Texte extrait →
-*-

La quête de capacités supplémentaires est-elle inhérente au contexte socio-économique ?

Le souci d’être dans la course s’est accru, avec une pression productiviste évidente pour les études, la vie professionnelle ou des préoccupations quotidiennes

Les utilisateurs de psychostimulants […][…] incriminent la pression socio-économique : comment faire pour ne pas se retrouver parmi les « perdants » ? Le souci d’être dans la course s’est accru, avec une pression productiviste évidente pour les études, la vie professionnelle ou des préoccupations quotidiennes. Christine Thoër, chercheuse à l’université du Québec à Montréal, a mené une étude auprès de consommateurs de 20 à 25 ans, enfin d’études et en début de carrière professionnelle. Ils ont recours à ces produits pour pouvoir cumuler une journée de travail, des sorties le soir, un petit boulot, des études, des tâches ménagères et… enchaîner le lendemain ! Certains poursuivent leur consommation après les études à cause de la pression de la réussite ou simplement du stress lié à la préservation de leur emploi. Les motifs varient : stimulation, aventure ou quête de soi. Ce n’est pas toujours la performance qui est visée, mais une transformation : être plus vif, plus alerte.

En quoi cet engouement pour « l’augmentation » vient modifier l’individu ?

Si un jour, vous prenez un cocktail qui augmente vraiment vos capacités au travail et que vous arrêtez le lendemain, vous êtes réellement diminué. Où est le vrai soi ? Celui qui est diminué mais ordinaire ou celui qui est augmenté et dans lequel vous pouvez vous sentir plus « vivant » ? Ou encore, est-ce un troisième soi, délabré par les effets secondaires ? Les jeunes interrogés par Christine Thoër surestiment la proportion d’utilisateurs des psychostimulants. Ils pensent que c’est la majorité, alors que seulement environ 10 % y ont recours. La surévaluation de la concurrence conduit à penser que celui qui ne prendrait pas de produit serait dans une situation d’infériorité. La consommation a un effet sur le rapport à la gestion du temps, de soi, de la fatigue, de la performance. Et induit une certaine honte, car c’est une sorte d’avantage déloyal dans une situation de compétition. Cela pose aussi la question de la régulation. Faut-il instaurer des contrôles anti-dopages avant un examen ? 

À quel besoin profond répond cette possibilité de gonfler ses performances intellectuelles ?

-*-

Enregistrements du jeu de données de pointage:
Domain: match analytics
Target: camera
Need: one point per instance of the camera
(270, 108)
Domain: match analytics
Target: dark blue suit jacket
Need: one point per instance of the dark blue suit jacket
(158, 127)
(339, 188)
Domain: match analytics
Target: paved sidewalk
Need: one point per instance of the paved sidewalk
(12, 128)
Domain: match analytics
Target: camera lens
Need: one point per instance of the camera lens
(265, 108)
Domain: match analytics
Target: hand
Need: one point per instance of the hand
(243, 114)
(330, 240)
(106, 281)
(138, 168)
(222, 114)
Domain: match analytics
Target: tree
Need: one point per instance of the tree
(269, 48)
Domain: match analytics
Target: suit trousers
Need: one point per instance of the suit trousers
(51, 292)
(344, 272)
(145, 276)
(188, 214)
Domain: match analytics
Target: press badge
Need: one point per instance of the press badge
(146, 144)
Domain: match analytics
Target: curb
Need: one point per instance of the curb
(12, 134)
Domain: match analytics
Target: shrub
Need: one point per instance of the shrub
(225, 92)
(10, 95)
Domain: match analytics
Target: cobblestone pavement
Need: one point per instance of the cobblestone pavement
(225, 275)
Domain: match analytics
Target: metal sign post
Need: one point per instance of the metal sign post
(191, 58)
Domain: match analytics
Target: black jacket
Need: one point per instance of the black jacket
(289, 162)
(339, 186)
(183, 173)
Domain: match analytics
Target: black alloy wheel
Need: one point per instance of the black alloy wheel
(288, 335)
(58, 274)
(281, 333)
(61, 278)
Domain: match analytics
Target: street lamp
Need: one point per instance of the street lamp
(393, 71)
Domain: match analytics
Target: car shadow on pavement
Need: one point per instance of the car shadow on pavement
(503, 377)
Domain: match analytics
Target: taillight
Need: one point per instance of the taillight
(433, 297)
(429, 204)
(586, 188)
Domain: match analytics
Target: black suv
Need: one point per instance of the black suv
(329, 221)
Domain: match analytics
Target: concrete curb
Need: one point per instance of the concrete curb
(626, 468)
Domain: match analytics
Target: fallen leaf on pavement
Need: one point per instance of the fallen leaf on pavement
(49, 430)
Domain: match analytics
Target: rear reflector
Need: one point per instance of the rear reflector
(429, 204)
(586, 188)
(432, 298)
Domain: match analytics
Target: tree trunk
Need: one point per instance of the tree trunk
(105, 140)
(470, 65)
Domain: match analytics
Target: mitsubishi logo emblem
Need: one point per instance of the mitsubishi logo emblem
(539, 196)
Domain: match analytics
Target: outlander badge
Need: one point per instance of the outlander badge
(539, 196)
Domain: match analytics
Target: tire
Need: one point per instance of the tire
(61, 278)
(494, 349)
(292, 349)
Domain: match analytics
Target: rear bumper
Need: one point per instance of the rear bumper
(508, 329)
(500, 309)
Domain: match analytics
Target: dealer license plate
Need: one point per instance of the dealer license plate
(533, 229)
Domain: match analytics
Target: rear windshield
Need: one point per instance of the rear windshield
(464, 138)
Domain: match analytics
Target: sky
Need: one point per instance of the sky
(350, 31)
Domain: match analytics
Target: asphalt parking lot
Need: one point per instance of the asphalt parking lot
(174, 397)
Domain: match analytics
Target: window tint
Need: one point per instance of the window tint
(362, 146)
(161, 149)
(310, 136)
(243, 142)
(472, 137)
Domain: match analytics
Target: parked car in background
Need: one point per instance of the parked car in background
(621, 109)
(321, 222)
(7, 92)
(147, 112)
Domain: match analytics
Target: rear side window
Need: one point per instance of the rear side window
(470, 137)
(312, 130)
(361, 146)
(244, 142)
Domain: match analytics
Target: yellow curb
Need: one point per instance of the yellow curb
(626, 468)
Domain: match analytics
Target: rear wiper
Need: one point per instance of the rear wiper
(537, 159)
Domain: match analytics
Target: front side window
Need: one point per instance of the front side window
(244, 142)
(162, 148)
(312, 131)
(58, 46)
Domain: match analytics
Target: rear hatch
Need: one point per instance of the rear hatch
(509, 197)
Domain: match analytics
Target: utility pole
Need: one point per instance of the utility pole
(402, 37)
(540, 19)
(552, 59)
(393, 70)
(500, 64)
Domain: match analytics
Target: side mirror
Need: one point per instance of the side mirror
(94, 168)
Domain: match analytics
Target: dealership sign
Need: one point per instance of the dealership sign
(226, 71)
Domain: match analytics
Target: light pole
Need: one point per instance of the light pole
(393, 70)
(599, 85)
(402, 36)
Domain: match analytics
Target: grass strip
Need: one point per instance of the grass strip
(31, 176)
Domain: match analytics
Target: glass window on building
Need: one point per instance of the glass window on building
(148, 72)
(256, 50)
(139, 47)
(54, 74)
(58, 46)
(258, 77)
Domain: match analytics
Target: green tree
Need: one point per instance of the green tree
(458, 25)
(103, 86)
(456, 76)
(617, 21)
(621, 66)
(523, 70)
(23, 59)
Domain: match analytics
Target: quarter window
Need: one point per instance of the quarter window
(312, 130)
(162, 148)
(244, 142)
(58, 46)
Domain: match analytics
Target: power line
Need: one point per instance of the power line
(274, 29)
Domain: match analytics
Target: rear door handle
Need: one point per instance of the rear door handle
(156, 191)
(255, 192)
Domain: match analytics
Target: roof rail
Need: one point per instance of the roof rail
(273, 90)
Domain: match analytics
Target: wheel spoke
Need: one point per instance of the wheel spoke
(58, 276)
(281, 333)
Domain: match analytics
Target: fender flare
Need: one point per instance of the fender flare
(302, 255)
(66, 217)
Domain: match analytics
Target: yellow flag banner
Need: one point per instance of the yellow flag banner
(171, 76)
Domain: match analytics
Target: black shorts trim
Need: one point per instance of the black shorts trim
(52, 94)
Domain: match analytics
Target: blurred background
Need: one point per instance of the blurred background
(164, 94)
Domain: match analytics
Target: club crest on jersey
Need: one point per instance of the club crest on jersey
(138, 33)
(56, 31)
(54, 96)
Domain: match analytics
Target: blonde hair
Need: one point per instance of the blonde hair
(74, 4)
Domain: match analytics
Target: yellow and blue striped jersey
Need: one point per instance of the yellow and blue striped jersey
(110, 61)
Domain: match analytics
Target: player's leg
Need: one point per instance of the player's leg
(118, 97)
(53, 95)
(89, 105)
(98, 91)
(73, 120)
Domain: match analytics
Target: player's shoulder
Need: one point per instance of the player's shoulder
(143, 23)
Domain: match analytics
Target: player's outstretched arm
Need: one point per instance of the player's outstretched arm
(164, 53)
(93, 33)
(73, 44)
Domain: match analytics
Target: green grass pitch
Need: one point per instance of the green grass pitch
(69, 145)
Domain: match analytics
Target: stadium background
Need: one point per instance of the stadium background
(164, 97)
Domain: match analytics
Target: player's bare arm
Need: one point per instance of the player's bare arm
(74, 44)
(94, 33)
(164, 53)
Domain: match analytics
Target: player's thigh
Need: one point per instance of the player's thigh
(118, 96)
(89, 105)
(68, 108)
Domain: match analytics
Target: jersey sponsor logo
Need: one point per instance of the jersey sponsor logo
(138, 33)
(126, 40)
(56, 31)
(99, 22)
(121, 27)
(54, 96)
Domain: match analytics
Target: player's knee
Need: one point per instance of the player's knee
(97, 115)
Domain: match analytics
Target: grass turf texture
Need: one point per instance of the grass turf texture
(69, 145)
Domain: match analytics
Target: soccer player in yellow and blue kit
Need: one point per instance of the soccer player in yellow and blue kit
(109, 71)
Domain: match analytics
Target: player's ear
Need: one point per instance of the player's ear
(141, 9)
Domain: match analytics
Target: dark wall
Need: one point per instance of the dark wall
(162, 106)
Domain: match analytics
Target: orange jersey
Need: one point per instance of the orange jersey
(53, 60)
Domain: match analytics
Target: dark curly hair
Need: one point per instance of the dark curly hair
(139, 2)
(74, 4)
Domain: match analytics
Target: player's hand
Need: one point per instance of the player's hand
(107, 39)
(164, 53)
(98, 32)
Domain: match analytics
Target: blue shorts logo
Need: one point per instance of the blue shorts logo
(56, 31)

-*-

Consigne → Rédigez la suite du texte sur l'usage des psychostimulants, à partir de l'endroit où il s'interrompt. Les enregistrements proviennent d'une autre source.

Réponse →
Dans l’absolu, l’être humain veut tout : vivre intensément, être plus intelligent, plus heureux, être en bonne santé, aussi. Mais il existe en arrière-plan des prises de positions politiques, idéologiques et métaphysiques, voire religieuses, qui vont du refus total jusqu’aux incantations transhumanistes. Pour les tenants de ces positions, dépasser notre condition humaine limitée est un devoir. Mais même chez eux, les avis sont composites. Certains veulent se transformer pour améliorer leur intelligence, dans un souci de distinction de soi. D’autres ont un discours plus égalitariste, estimant qu’il faut donner les moyens de transcender sa condition à chacun, oubliant que les résultats seront inégaux même si l’accès est égal. Ceux qui refuseront de travailler vingt-quatre heures d’affilée même s’ils en sont capables seront-ils mal vus parce que l’augmentation se sera banalisée ? Des questions qui nous traversent depuis le XVIIIe siècle se posent : la pression sociale, l’éthique de l’autonomie de l’individu, la gestion des contraintes, l’épanouissement. Au regard des inégalités planétaires ou au sein d’une même société, ceux qui ne seront pas dans ce flux d’augmentation vont-ils former une sous-humanité ?

Peut-on affirmer que l’intelligence s’augmente vraiment ?

Certaines performances sont augmentées, mais il y a probablement différentes formes d’intelligence, comme le propose Howard Gardner. L’évaluation globale des bénéfices pour l’intelligence dépend de ce qui est valorisé comme intelligence en général dans une société. Aujourd’hui, le discours dominant est de vouloir une intelligence plutôt efficace. Mais le souhait profond des gens est un peu différent : ils veulent sans doute plus d’intelligence liée à la douceur et à l’harmonie qu’à l’agressivité et à la concurrence.